Rewrite the essay between "Them? My Grandmother" and "know which ones...", inclusive, replacing "Southern California" with "Northern California".

▶ _Selected excerpt_:
= Beginning of Section =
By Rachel Draker
Odds and Ends... its the title of a chapter in Anne of Avonlea and when I picked up my tattered copy the other day I noticed those three words were underlined. Why? Because my life is full of them. I stick out. I am Hawaiian/Irish/Native American.
I am a contradiction. When I was seven I asked my Grandmother how to describe my nationality for a project in school and she said, in a tone of reproach - "Just say you're made up of odds and ends and leave it at that."
"But why?"
"Because you you don't want them to think you're not one of them."
Them? My Grandmother constantly spoke about "them". I grew up in Southern California and was surrounded by certain kind of families that wanted their girls to become certain kind of women. Do you know one of those women? You know which ones...
When I was in college, I had a roommate whose life had been apple pie. She was one of those women. Her mother was a kindergarten teacher and her Dad was a Pastor and they lived in a big white house. She was a great girl and she even threw me my Wedding shower at her house. But all the while, every now and then I would get this feeling from her mother, a not quite genuine smile, a slightly wavering laugh and I would think, she knows. She knows I am not one of those women. I was raised by a single mom who got pregnant at nineteen and whose own mother wanted her desperately to get an abortion.
= End of Section =
(Saved data entries)
= Beginning of Section =
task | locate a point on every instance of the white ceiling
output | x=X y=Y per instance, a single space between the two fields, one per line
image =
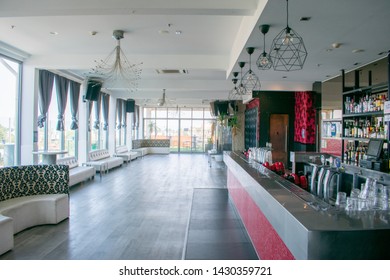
x=214 y=37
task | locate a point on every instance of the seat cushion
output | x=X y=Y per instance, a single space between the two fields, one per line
x=6 y=234
x=35 y=210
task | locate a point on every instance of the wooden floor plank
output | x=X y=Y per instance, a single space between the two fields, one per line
x=137 y=211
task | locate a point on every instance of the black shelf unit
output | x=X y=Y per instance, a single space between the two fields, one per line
x=347 y=116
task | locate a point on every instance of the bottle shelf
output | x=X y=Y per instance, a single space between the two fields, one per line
x=361 y=139
x=368 y=114
x=382 y=87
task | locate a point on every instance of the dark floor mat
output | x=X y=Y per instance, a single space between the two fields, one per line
x=215 y=231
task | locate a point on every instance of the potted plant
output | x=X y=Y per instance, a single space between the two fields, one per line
x=233 y=123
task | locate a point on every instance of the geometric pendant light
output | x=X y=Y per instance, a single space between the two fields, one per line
x=288 y=52
x=250 y=80
x=264 y=62
x=234 y=93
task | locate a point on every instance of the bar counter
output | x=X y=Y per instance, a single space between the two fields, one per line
x=286 y=222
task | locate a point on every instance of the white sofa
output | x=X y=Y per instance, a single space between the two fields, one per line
x=103 y=160
x=31 y=195
x=77 y=173
x=125 y=154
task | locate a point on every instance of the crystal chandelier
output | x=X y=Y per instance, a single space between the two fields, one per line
x=234 y=94
x=264 y=62
x=116 y=70
x=250 y=80
x=288 y=51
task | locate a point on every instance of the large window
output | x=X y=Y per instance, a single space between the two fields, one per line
x=9 y=81
x=49 y=138
x=98 y=136
x=189 y=129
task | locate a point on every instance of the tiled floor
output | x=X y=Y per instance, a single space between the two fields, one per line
x=215 y=231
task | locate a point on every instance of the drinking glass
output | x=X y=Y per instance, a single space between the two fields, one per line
x=341 y=200
x=363 y=204
x=355 y=193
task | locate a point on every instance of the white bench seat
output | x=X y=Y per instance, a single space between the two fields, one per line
= End of Section =
▶ _Output below_:
Them? My Grandmother constantly spoke about "them". I grew up in Northern California and was surrounded by certain kind of families that wanted their girls to become certain kind of women. Do you know one of those women? You know which ones...